:: CHALLENGE ::
Please recast the listing below as a two-column CSV headed input and output, one row per entry, with the text in input and its coordinates in output. Quote each field and replace line breaks with spaces.

:: DATA SECTION ::
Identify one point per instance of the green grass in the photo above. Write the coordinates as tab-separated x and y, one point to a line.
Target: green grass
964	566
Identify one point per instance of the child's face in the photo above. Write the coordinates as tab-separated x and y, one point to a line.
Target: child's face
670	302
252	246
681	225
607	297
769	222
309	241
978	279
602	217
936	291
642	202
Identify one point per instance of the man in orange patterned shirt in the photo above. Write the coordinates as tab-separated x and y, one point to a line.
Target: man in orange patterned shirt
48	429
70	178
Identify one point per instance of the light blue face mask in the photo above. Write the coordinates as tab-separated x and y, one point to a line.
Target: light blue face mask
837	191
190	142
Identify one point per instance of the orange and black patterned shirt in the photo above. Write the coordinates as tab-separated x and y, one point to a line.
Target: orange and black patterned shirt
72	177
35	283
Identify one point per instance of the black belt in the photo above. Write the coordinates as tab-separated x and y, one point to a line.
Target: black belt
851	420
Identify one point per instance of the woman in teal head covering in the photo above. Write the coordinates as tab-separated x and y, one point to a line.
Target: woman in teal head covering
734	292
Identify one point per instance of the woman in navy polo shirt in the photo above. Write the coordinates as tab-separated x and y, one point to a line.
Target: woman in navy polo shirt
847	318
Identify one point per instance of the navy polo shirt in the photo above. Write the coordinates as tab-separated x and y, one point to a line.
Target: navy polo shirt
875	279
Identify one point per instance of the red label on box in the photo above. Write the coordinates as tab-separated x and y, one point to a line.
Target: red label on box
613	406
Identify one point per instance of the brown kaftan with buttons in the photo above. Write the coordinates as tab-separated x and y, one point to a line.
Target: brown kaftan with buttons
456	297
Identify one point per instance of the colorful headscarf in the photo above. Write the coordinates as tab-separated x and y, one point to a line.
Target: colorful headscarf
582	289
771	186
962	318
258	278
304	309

:: ANSWER FOR THIS EXERCISE ::
input,output
"Identify one point per instance of the green grass in the photo above. Write the coordinates as tab-separated x and y, one point to a line. Target: green grass","964	566"
"Identify one point per instance of the child's face in the photo above. Write the coordinates as tab-separated x and y, one point to a line. Target: child's face","670	302 252	246 681	225 607	297 769	222 309	241 978	279 602	217 936	291 642	202"
"Identify one point per instance of the man in orange patterned shirt in the photo above. Write the coordinates as tab-separated x and y, one point to a line. Target: man in orange patterned shirt","48	429 70	178"
"Identify one point per instance of the light blue face mask in the photo above. Write the coordinates as tab-separated x and y, one point to a line. Target: light blue face mask","837	191 190	142"
"Identify one point per instance of the orange and black patterned shirt in the photo above. Write the coordinates as tab-separated x and y, one point to a line. Target: orange and black patterned shirt","72	177 35	283"
"Identify one point per instance of the black belt in the photo above. Write the coordinates as tab-separated x and y, one point to a line. Target: black belt","851	420"
"Identify one point per instance of the woman in teal head covering in the photo above. Write the coordinates as tab-separated x and y, one point to a line. Target: woman in teal head covering","734	292"
"Identify one point per instance of the woman in navy polo shirt in the photo above. Write the coordinates as tab-separated x and y, one point to a line. Target: woman in navy polo shirt","847	318"
"Identify one point per instance of the navy polo shirt in the photo above. Write the coordinates as tab-separated x and y, one point to a line. Target: navy polo shirt","875	279"
"Identify one point per instance of the red label on box in the photo above. Write the coordinates as tab-separated x and y, one point to a line. Target: red label on box","613	406"
"Identify one point per instance of the brown kaftan with buttons in the photo above. Write the coordinates as tab-separated x and y, one point to a line. Target: brown kaftan with buttons","456	297"
"Identify one point per instance of the colorful headscarf in the photo above. Write the coordinates as tab-separated x and y, one point to a line. Target: colorful headscarf","582	289 771	186 962	318 258	278 304	309"